#### [RECORD SET]
• • • •

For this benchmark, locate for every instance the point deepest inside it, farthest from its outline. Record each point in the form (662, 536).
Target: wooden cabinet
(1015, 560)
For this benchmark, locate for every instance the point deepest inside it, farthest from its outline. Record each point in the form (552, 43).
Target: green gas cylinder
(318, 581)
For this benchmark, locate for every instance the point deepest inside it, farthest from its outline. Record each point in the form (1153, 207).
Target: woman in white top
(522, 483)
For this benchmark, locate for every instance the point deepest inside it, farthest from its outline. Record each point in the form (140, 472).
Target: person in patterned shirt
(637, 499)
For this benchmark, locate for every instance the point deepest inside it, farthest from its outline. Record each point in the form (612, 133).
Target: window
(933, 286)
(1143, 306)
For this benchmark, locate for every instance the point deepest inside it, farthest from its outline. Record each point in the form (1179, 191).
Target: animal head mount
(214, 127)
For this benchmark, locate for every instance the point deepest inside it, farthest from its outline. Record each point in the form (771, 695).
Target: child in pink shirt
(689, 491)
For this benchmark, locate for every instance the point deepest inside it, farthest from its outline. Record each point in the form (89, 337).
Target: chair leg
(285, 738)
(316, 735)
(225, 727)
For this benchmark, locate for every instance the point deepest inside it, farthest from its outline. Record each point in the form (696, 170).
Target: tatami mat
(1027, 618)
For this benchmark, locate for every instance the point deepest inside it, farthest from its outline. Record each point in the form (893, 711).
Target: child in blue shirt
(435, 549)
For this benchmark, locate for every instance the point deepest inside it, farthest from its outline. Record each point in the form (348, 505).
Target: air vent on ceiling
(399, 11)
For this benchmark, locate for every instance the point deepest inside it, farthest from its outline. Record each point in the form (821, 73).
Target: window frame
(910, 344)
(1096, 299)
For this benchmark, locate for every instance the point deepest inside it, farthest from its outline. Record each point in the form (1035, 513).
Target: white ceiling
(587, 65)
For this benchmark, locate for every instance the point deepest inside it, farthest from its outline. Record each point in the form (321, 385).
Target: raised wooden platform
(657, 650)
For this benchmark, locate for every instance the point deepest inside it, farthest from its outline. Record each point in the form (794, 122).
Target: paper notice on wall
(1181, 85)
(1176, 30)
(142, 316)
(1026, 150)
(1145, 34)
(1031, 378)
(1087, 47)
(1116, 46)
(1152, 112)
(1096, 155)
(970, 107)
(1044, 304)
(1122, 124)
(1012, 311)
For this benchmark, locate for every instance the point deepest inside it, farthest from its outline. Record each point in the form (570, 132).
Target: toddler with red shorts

• • • •

Please copy the whole listing above line for line, with no changes.

For this benchmark, locate for every instance the point deepest inside it, farthest from its outline. Record each point in the form (662, 536).
Target: wooden cabinet
(1015, 560)
For this benchmark, locate for every instance the point deepest inside it, farthest from its outline. Record each point in the form (552, 43).
Target: green gas cylinder
(318, 581)
For this benchmark, locate for every instance the point deepest inside it, farthest from its outline. Record each point in the form (1153, 207).
Target: woman in white top
(522, 483)
For this benchmark, locate for every instance the point deepest inside it, farthest from its outline. Record each point in the form (140, 472).
Target: person in patterned shirt
(637, 499)
For this benchmark, locate for every instance the point deepest inside it, farthest from its outline. Record each point in the form (612, 133).
Target: window
(933, 286)
(1143, 306)
For this benchmark, locate for every instance the point deepest inside it, farthest from its outline. Record each point in the form (1179, 191).
Target: animal head mount
(214, 127)
For this benchmark, locate for every instance the point deepest inside it, farthest from its outline. Record each point in the form (771, 695).
Target: child in pink shirt
(689, 491)
For this benchmark, locate for every instance the point deepest inside it, farthest from its outline. Record each point in the form (89, 337).
Target: chair leg
(285, 738)
(316, 735)
(225, 727)
For this benchmark, locate for every instance the point deepest inside it, farthest from its outline. Record each point in the form (696, 170).
Target: tatami mat
(1027, 618)
For this benchmark, locate for every instance the point deepest inside it, farthest from its outline. Record each point in the form (893, 711).
Target: child in blue shirt
(435, 549)
For this benchmark, locate for every instance the point deepest inside it, farthest from its outline. Record each point in the form (348, 505).
Target: air vent on ceiling
(399, 11)
For this benchmark, locate for every instance the point deepest inside it, farthest from its outline. Record each point in the form (821, 73).
Target: window frame
(910, 344)
(1096, 299)
For this benchmark, locate for every instance the point deepest inside it, farthest from its outline. Record each point in the form (1035, 513).
Target: white ceiling
(587, 65)
For this benchmark, locate for every instance the point deepest inside it, farthest from its outline. Record each point in the form (321, 385).
Target: raised wooden platform
(657, 650)
For this benchmark, locate for every instance the point deepest inside it, farthest from its outline. Record each point in the form (794, 122).
Target: paper notice on wall
(1181, 85)
(1176, 30)
(142, 316)
(1026, 150)
(1145, 34)
(1031, 378)
(1087, 47)
(1116, 46)
(1152, 112)
(1096, 155)
(970, 107)
(1044, 304)
(1122, 124)
(1012, 311)
For this benchmark, locate for every instance the point deepest inside it, farthest from its outline. Record each point in the form (570, 132).
Target: toddler with red shorts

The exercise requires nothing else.